:: OBJECTIVES ::
1/ Answer these questions from the text about the family land in Naziba, one answer a line, marked like the questions:
(a) In what year did the grandfather walk from Kifuuta Kyotera Buddu?
(b) How far from Kampala's CBD is Naziba now?
(c) In which city did the writer grow up?
2/ According to the text about the family land in Naziba, what does the land hold besides bones? List every item it names.

+++ SOURCE

The family land in Naziba, Seguku, holds more than bones. It holds my grandfather Jaajja Petero Kidza Wakula’enume, who walked from Kifuuta Kyotera Buddu in 1922 with nothing but faith and a dream. It holds my father Joseph Bbemba Wakula’enume, born on that land, and 10 of his brothers and sisters who never left it. It holds the prayers, the tears, and the stories of 80 years of our family.
Out of the 7 families of my grandparents’ sons, only mine has kept the line with honour. The rest have scattered, and some have chosen shame over sense. Not you, and the family of our late uncle Senkandwa is fighting us left and right because they are the beneficiary of edible rat hunting the business which stopped them from seeing walls of classes enjoying their daughter of a primary certificate in Journalism, plastered the whole place with Pit latrines, Half flied Pork and opium cannabis kiosks.
Then there is the other one – the vampire Senga who spent 50 years rotting in London’s drainage, crawled back in the late 80s with a brain emptied of sense, and now dares to speak against dignity.
I grew up in Jinja, a city clean and ordered, and I know what happens when a place grows beyond its old skin. Naziba is now 6 km from Kampala’s heart CBD. Towers rise where we once played. Investments breathe down on the very graves where we lay our dead.

++++++
+++ RAW RECORDS

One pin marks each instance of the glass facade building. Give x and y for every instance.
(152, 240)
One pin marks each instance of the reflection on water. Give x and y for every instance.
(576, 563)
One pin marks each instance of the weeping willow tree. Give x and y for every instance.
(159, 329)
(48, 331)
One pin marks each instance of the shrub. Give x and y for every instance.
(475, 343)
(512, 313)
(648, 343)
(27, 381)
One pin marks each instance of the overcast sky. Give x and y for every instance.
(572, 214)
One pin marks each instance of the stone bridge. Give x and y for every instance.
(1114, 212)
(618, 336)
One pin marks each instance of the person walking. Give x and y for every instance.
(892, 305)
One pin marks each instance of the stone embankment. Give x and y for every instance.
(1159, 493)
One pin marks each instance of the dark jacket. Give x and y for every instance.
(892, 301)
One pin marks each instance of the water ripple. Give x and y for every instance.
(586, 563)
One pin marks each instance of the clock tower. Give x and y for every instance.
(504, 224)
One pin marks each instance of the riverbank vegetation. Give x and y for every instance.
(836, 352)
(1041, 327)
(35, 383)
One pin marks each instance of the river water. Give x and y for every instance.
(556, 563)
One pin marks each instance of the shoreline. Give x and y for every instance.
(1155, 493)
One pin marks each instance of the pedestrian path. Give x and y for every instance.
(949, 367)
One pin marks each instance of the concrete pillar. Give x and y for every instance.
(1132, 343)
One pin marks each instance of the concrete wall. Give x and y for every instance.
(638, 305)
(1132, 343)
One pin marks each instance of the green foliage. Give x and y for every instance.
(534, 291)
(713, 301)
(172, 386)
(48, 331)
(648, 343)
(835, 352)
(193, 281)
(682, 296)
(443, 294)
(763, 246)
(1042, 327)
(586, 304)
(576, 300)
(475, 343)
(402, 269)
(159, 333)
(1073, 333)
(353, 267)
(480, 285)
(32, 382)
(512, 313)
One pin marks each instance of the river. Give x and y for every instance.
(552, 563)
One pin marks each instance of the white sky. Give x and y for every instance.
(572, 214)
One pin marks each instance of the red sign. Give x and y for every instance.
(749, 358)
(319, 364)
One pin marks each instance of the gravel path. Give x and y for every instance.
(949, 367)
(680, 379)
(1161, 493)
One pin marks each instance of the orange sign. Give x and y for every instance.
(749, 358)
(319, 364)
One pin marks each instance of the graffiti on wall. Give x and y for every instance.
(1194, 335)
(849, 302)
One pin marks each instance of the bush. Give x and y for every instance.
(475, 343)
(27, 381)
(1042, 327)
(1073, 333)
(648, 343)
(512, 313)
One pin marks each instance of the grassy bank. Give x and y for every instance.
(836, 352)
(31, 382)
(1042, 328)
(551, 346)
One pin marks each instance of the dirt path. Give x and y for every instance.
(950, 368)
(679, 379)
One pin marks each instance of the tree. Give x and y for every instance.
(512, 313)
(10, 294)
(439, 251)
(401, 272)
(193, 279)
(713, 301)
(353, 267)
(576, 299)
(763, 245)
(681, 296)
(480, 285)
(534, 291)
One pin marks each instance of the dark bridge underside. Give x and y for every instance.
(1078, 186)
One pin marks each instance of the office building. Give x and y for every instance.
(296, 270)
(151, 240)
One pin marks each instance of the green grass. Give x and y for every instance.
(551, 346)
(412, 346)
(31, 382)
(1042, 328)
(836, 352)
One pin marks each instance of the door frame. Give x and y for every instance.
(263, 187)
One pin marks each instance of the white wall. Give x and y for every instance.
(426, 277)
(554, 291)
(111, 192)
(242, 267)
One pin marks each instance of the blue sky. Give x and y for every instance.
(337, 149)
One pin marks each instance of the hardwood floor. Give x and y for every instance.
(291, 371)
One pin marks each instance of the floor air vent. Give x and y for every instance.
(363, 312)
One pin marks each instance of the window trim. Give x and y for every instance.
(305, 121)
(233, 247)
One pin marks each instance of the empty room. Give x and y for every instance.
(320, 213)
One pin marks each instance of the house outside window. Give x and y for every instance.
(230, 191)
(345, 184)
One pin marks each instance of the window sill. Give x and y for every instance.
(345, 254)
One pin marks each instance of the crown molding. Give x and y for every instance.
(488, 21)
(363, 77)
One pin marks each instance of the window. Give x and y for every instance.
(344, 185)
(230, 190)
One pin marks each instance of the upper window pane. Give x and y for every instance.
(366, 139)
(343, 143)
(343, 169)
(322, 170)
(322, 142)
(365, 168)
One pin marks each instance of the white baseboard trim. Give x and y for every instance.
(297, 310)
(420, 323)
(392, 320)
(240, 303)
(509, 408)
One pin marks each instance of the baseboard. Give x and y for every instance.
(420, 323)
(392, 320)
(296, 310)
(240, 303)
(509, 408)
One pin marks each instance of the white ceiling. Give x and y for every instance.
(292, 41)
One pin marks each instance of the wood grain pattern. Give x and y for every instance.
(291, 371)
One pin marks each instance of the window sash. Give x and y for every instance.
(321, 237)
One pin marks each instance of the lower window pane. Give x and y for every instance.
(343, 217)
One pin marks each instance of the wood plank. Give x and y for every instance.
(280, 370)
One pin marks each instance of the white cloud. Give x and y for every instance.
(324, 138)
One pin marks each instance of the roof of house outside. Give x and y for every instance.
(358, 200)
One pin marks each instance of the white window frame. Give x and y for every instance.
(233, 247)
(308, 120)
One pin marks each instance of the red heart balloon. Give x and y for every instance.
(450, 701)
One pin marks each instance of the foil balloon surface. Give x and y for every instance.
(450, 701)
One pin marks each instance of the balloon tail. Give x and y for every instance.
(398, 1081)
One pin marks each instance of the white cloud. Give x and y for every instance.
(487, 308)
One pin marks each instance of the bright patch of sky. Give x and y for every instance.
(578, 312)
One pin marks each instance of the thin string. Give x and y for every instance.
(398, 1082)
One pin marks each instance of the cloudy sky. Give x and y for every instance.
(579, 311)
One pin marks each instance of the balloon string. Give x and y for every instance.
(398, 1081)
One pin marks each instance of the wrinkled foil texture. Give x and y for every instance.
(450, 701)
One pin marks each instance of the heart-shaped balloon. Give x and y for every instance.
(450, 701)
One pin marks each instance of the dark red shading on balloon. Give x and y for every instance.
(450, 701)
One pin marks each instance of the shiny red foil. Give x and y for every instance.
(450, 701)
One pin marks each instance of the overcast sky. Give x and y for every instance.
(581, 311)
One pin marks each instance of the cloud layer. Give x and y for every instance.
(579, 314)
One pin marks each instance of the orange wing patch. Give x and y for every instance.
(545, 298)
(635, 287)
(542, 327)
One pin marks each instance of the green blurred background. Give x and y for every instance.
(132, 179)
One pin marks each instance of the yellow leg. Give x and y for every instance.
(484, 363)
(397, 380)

++++++

:: SOLUTIONS PER TASK ::
1/
(a) 1922
(b) 6 km
(c) Jinja

2/
- The grandfather, Jaajja Petero Kidza Wakula'enume
- The writer's father, Joseph Bbemba Wakula'enume
- 10 of the father's brothers and sisters
- The prayers
- The tears
- The stories of 80 years of the family